### [DATA EXTRACT]

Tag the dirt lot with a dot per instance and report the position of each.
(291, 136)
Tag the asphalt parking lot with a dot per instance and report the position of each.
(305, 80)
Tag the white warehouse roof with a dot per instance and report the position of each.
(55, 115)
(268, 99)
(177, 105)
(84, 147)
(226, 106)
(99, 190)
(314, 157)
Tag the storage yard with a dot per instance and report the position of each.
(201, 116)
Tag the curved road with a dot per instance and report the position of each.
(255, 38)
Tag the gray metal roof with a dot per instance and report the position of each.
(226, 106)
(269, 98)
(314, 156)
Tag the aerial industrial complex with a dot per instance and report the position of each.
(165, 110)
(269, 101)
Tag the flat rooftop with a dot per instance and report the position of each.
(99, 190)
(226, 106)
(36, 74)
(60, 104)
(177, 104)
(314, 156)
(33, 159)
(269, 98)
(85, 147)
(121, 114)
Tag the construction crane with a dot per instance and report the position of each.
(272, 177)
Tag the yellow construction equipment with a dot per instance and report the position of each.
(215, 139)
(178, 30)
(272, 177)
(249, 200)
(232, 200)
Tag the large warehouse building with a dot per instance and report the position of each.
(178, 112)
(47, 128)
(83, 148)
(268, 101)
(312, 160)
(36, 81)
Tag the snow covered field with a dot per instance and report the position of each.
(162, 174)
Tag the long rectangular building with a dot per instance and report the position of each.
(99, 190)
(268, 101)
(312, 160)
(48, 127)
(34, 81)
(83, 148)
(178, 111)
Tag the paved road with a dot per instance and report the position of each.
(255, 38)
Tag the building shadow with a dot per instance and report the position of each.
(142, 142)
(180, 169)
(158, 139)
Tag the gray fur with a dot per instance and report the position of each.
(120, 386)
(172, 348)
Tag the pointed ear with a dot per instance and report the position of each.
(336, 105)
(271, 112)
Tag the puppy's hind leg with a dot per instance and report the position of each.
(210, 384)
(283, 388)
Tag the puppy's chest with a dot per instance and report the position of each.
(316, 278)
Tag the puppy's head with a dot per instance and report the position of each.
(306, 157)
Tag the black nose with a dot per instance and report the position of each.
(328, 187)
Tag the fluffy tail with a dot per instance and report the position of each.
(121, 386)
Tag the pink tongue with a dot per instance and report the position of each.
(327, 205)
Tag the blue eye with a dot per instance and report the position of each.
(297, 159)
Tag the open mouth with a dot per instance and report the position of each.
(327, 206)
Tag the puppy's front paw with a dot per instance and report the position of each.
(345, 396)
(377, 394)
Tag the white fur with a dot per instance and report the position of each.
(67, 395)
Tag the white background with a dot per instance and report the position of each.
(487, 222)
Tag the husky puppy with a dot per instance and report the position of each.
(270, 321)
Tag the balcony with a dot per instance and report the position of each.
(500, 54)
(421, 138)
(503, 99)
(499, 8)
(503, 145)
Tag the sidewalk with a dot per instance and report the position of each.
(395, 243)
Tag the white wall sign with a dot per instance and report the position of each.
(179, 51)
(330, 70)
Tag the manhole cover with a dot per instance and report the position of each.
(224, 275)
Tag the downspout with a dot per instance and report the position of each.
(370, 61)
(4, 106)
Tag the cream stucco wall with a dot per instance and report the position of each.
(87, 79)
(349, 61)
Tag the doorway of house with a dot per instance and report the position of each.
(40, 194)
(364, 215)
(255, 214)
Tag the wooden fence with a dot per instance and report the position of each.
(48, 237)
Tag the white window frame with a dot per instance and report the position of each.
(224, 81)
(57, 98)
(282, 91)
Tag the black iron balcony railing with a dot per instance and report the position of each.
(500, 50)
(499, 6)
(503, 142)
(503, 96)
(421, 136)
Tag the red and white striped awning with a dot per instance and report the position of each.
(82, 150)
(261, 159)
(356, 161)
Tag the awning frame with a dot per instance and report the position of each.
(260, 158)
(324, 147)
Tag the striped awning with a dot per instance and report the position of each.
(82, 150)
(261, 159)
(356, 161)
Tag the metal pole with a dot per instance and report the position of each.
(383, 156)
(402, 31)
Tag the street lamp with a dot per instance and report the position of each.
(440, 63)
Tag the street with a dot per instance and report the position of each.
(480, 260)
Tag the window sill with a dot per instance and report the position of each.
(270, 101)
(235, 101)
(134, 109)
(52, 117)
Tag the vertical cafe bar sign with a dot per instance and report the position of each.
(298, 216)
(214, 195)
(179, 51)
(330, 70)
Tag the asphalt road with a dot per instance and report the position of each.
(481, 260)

### [AIM]
Repeat the records from the line with "Tag the asphalt road" through the end of the records, requests included, and multiply every coordinate in the answers by 2.55, rounding each to a whole number with halves rounded up.

### [WRITTEN SOLUTION]
Tag the asphalt road with a dot per instance and report the position of each.
(1227, 663)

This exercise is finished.